§ Exercise goal:
From the line that contains "the pillow in" to the final line of the entries, return every line exactly and leave out all others.

*** Opening Exercise data ***

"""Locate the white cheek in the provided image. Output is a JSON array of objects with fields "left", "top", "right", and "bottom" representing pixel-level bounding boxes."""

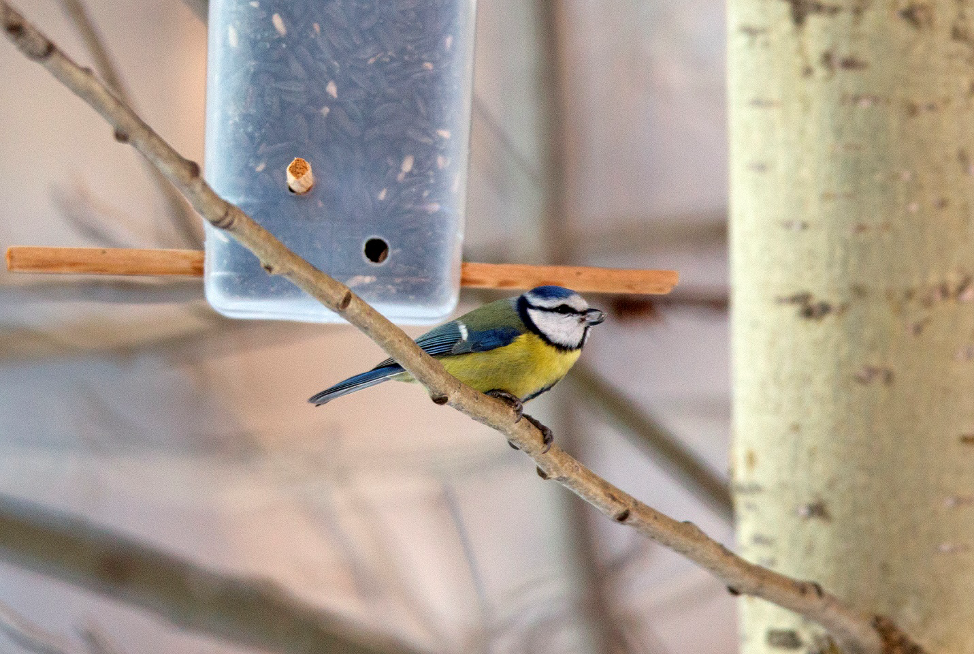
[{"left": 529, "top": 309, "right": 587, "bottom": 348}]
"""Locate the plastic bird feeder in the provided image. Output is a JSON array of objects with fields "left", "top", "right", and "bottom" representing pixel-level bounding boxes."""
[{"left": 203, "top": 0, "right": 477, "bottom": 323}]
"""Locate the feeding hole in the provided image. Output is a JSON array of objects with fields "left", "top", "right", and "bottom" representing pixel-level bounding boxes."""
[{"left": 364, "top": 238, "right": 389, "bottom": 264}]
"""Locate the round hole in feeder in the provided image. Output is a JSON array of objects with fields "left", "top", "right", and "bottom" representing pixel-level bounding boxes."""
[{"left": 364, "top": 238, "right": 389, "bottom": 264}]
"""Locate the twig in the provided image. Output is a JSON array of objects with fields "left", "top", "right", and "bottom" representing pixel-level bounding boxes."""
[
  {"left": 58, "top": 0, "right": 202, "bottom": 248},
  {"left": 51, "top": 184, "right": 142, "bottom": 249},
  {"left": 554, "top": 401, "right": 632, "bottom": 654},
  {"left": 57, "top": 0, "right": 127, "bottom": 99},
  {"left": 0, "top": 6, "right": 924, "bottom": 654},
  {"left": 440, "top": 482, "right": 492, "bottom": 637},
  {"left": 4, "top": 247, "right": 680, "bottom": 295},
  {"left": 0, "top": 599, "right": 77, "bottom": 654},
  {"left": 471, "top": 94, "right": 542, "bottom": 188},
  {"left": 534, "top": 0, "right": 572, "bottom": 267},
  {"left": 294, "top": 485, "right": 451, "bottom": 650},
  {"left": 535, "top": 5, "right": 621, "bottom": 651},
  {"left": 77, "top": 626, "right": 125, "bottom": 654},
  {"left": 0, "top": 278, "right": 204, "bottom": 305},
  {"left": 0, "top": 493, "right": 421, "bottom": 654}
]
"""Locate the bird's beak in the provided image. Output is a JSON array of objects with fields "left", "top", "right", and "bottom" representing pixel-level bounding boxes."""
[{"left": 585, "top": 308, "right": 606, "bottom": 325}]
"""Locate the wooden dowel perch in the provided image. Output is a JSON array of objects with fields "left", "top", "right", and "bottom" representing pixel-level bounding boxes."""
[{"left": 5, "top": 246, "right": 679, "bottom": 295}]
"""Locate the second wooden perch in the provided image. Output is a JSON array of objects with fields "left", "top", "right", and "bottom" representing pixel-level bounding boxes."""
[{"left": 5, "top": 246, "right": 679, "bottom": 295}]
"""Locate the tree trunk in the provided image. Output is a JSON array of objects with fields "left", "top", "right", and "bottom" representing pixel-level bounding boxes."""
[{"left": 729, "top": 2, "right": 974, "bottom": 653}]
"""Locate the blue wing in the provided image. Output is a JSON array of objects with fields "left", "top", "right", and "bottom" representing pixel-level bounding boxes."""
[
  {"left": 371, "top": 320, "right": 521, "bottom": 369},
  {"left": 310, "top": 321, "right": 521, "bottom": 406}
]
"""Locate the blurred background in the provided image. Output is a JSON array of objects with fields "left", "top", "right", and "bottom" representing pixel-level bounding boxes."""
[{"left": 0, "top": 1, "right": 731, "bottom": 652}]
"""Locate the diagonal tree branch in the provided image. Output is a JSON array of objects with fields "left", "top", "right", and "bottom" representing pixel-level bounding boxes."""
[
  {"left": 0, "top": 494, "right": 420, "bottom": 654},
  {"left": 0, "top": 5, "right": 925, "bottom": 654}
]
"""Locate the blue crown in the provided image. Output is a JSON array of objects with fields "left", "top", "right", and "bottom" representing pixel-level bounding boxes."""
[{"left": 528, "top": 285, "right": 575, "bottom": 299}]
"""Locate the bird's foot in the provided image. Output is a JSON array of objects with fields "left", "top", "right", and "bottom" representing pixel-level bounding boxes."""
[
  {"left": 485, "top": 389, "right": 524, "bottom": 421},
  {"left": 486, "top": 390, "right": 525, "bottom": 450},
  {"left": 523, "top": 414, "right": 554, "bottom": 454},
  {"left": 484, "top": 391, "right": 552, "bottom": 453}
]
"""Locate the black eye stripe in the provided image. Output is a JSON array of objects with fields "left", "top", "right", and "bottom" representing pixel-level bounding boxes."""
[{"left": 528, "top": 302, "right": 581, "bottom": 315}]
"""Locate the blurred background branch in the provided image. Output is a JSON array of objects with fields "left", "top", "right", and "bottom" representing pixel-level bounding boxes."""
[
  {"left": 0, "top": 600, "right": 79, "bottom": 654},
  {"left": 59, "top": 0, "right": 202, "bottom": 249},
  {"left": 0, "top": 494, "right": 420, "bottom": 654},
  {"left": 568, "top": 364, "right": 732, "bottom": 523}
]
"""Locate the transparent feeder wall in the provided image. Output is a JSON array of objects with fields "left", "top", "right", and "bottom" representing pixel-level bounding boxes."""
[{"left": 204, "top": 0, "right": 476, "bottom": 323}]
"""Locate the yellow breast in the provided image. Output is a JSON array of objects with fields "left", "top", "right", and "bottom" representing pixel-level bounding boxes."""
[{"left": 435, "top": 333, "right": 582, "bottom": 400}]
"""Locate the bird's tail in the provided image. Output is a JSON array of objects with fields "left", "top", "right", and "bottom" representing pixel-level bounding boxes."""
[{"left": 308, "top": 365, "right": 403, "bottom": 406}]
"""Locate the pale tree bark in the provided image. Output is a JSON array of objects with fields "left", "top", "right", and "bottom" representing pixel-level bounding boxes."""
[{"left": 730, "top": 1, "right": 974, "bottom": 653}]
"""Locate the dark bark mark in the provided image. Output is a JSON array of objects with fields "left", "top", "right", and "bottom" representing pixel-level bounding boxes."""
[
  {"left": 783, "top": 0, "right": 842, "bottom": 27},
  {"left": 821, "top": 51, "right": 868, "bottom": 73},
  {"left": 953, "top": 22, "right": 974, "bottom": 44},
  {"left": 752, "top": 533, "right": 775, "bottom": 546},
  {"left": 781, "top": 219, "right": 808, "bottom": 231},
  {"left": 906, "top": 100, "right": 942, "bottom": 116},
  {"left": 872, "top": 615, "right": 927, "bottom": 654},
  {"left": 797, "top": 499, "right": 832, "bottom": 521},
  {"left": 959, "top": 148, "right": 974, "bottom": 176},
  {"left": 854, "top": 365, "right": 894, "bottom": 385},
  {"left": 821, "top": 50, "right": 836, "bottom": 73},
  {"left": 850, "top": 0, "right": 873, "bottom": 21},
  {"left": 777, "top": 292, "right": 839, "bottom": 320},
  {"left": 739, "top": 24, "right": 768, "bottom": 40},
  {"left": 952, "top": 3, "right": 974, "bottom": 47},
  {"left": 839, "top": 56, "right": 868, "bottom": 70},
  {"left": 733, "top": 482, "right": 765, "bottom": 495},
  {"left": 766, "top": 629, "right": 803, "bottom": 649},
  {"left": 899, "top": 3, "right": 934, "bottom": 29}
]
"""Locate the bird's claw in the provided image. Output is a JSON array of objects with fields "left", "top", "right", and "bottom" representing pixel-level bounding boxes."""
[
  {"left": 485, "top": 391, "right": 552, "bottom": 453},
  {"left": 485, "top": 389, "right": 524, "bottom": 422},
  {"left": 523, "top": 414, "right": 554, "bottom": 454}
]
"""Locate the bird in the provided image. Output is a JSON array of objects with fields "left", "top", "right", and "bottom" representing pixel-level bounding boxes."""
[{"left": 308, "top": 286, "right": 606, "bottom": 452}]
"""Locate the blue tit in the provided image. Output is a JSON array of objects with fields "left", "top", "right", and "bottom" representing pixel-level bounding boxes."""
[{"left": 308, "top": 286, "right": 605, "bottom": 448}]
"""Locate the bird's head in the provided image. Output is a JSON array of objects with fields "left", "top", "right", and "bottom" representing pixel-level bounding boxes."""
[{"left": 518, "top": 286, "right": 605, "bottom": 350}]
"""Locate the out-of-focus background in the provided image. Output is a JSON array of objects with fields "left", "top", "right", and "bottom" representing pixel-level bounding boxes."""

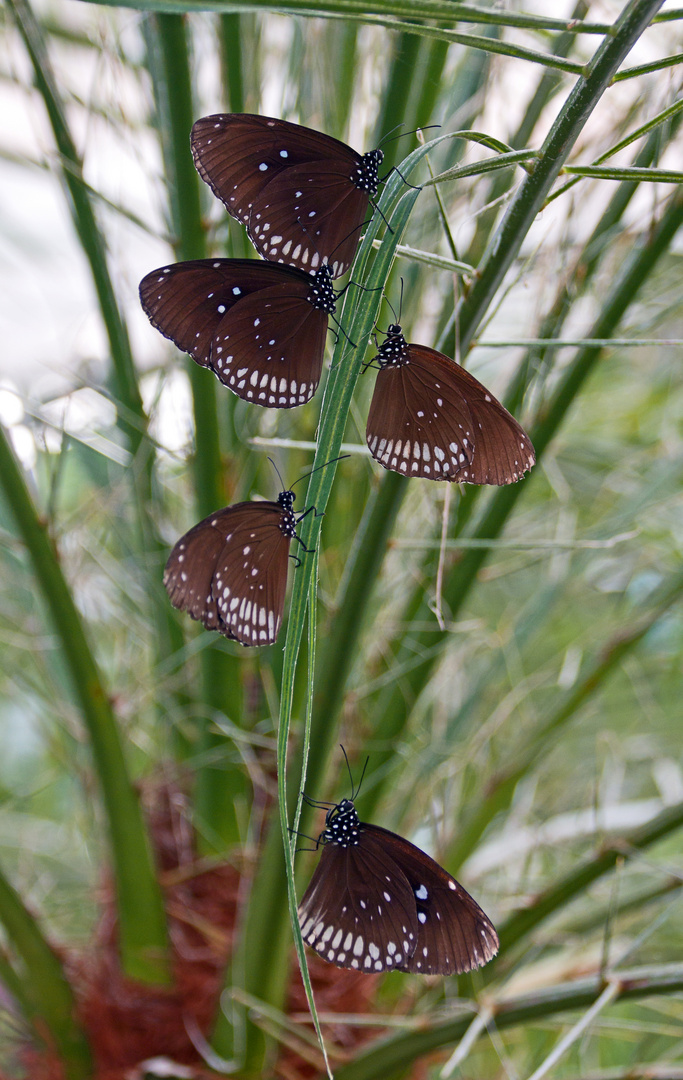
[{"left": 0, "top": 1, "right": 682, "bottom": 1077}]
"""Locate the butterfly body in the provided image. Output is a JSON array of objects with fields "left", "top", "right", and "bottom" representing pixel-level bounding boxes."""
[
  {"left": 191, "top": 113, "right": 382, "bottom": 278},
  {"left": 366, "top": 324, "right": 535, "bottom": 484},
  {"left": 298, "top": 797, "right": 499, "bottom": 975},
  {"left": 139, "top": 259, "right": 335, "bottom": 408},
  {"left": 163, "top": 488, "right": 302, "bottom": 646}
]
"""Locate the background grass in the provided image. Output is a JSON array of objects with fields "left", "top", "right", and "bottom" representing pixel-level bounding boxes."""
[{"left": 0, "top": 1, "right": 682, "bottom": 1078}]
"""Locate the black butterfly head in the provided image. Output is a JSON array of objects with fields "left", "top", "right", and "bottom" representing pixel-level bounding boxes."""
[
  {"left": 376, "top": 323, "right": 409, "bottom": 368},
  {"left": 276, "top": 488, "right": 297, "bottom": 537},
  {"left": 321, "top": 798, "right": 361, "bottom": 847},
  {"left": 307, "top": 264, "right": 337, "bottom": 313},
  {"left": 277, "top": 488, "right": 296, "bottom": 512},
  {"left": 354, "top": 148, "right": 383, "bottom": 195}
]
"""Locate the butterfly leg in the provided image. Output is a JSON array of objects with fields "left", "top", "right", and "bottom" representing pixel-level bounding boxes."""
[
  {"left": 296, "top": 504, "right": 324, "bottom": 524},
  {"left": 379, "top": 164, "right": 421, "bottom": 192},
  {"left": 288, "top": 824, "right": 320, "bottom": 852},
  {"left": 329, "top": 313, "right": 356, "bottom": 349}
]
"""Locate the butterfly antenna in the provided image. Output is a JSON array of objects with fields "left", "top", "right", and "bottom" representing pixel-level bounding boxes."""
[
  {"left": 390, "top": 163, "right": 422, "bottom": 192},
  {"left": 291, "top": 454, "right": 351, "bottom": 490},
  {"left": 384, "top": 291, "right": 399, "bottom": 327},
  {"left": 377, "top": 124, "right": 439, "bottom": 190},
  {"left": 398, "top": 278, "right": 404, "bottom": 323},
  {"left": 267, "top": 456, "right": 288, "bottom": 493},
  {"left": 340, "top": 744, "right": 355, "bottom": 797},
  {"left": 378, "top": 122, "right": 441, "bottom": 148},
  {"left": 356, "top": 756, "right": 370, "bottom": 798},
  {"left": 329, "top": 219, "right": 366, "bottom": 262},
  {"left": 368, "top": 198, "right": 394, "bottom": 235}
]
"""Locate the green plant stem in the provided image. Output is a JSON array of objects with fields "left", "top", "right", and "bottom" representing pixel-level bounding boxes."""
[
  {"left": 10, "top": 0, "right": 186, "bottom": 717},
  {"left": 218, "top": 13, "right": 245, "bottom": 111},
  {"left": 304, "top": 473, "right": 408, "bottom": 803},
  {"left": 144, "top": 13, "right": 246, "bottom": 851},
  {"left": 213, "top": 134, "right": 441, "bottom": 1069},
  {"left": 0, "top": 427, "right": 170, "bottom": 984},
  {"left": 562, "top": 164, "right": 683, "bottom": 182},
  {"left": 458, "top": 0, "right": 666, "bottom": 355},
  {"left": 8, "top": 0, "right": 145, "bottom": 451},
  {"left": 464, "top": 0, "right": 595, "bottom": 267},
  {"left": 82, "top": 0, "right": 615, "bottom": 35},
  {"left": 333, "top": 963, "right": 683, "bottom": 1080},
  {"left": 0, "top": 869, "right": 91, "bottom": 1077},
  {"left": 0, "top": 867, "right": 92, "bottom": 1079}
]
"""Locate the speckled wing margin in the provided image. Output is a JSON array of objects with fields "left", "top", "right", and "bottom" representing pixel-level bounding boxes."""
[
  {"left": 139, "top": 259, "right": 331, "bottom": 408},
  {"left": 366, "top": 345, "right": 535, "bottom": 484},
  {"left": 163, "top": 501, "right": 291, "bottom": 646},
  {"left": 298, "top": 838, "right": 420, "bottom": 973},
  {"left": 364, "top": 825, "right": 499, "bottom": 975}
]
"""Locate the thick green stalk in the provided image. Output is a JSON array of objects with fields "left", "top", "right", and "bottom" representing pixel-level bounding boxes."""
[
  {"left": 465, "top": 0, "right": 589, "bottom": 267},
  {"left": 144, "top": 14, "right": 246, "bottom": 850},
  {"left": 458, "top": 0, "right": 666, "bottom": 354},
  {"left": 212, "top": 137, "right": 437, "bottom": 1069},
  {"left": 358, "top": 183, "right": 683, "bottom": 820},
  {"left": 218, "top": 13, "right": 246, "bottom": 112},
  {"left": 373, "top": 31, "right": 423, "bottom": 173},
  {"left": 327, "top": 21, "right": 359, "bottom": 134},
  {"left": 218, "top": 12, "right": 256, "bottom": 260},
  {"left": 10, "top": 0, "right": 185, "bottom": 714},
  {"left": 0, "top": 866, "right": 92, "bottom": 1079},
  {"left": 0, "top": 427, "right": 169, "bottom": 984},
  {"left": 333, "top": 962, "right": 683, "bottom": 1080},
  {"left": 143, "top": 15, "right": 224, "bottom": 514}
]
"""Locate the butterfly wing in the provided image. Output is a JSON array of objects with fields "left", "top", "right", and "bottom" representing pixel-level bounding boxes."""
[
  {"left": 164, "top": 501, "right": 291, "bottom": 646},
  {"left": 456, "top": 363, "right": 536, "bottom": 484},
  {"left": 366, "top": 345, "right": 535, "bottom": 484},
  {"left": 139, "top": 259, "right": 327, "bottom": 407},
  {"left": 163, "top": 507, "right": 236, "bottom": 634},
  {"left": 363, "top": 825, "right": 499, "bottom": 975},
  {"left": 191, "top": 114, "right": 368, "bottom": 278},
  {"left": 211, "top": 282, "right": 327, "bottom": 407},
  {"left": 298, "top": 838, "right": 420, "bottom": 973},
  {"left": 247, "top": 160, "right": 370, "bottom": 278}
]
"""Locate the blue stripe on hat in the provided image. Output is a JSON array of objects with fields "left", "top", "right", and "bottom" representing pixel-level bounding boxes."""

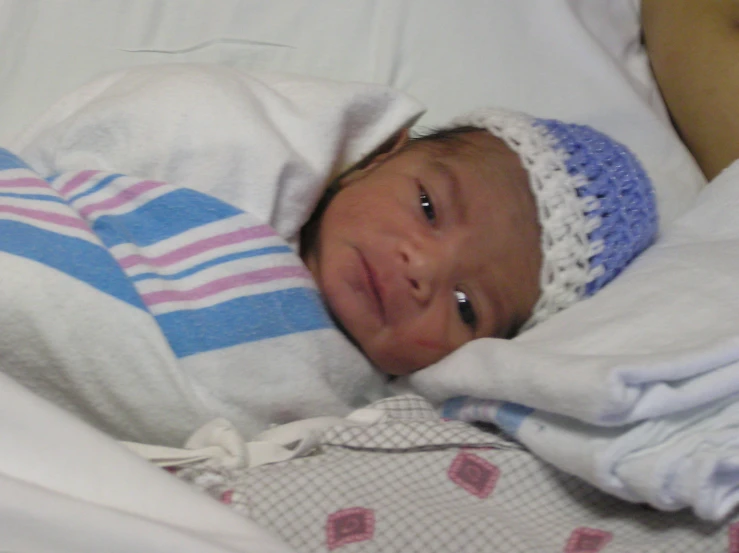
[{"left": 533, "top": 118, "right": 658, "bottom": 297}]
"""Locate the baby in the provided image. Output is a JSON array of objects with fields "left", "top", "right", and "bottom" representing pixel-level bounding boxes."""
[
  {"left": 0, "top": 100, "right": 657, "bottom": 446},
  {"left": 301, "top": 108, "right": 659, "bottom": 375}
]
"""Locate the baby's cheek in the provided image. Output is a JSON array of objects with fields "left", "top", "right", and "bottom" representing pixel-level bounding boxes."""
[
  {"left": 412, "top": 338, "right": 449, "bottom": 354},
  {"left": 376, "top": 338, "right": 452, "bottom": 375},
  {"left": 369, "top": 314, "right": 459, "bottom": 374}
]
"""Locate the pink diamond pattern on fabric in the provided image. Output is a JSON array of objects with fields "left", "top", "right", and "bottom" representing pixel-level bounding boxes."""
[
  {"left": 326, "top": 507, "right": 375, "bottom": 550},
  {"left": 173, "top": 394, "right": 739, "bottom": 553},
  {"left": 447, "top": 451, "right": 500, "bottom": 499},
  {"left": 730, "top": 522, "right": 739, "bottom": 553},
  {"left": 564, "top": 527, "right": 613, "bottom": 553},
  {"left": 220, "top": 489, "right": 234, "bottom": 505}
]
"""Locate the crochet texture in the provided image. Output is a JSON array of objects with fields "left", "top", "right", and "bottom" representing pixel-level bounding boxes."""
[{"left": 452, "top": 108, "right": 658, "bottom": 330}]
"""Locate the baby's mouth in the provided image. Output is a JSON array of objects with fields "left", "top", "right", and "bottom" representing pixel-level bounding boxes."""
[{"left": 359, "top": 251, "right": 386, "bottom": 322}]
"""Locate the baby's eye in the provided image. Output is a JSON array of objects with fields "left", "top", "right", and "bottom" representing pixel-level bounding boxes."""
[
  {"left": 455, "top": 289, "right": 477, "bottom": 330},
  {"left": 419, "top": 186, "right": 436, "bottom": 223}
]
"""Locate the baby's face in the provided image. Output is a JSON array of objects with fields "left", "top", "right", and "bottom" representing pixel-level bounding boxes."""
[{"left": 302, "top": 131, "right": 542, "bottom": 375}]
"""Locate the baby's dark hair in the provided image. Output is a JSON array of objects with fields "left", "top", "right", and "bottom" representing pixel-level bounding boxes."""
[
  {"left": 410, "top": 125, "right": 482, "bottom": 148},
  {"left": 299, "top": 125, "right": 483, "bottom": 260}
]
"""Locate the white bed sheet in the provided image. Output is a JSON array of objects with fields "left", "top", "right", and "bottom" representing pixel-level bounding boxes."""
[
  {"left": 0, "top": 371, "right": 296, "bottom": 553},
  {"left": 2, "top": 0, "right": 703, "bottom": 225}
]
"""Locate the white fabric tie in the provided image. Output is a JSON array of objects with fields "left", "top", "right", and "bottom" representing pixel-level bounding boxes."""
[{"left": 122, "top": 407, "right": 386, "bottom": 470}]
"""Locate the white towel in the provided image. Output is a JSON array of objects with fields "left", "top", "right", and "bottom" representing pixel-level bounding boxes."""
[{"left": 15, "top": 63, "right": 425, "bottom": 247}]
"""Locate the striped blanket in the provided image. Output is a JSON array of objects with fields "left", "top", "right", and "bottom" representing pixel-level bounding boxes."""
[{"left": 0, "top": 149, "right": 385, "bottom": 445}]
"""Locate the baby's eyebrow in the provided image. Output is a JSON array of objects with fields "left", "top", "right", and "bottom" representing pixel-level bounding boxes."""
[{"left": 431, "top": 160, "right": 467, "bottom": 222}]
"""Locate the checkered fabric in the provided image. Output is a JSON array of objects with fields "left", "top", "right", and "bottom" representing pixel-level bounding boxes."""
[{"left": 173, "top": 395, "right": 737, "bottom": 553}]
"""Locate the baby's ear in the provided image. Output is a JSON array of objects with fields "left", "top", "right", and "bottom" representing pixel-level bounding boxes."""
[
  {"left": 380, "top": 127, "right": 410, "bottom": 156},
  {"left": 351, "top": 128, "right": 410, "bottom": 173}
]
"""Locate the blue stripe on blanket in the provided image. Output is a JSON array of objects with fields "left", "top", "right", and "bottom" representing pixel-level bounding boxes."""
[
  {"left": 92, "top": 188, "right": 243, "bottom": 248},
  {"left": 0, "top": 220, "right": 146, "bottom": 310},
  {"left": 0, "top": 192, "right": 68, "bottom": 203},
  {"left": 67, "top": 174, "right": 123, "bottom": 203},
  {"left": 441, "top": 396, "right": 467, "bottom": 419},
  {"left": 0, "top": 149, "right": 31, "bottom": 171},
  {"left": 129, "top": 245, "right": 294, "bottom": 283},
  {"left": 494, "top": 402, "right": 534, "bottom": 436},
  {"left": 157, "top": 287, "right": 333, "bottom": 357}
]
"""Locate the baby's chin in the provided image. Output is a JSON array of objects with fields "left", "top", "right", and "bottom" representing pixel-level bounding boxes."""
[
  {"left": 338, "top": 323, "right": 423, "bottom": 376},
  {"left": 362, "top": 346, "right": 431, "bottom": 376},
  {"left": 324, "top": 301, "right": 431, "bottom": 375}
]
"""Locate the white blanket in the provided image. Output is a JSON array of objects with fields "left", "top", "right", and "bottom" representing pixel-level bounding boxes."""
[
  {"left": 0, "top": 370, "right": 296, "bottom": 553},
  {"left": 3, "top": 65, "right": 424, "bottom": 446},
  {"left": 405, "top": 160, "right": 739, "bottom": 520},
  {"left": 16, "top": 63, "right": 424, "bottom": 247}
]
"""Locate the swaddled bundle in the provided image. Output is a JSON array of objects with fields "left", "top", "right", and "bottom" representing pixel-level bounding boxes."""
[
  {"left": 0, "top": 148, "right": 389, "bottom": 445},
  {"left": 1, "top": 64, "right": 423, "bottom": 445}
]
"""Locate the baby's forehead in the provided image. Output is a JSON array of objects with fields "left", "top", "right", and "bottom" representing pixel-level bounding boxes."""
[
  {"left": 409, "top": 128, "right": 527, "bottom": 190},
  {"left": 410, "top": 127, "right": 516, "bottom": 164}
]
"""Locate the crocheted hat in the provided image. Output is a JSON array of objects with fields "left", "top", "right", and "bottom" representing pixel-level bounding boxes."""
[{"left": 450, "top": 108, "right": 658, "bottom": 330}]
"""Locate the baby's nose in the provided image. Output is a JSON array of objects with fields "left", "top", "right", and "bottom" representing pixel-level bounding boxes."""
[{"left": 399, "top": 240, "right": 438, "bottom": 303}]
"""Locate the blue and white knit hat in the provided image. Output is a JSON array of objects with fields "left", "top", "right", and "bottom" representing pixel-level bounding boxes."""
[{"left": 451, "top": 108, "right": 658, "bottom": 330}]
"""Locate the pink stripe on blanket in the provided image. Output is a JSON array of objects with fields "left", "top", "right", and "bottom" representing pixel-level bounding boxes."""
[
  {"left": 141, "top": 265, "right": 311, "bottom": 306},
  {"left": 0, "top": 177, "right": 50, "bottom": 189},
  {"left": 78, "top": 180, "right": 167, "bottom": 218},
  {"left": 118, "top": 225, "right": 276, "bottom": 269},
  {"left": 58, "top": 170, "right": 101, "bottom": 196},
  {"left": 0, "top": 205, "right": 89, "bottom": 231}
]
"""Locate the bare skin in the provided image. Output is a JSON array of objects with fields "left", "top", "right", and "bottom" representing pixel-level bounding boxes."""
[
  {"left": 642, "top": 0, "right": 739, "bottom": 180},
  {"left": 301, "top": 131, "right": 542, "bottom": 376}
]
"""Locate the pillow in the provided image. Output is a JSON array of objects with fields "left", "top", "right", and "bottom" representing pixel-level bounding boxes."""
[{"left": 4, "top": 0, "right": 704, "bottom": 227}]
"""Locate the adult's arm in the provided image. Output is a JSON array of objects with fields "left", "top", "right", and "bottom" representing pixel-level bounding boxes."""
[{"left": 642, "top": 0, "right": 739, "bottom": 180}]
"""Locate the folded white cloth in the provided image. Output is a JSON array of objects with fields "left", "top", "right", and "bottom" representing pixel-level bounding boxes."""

*** Closing Exercise data ***

§ Solution to this exercise:
"""Locate the pillow in the provided image. Output is a JSON array of objects with fields "left", "top", "right", and "bottom" representing pixel-level bounding boxes."""
[{"left": 4, "top": 0, "right": 704, "bottom": 227}]
"""Locate the adult's arm in the provided image. Output is a JSON array of objects with fields "left", "top", "right", and "bottom" representing pixel-level bounding boxes."""
[{"left": 642, "top": 0, "right": 739, "bottom": 180}]
"""Locate the folded white cloth in the provided image. Output is a JSON array of objects with fields "left", "top", "right", and "bottom" representing pixel-level bounding boxes."""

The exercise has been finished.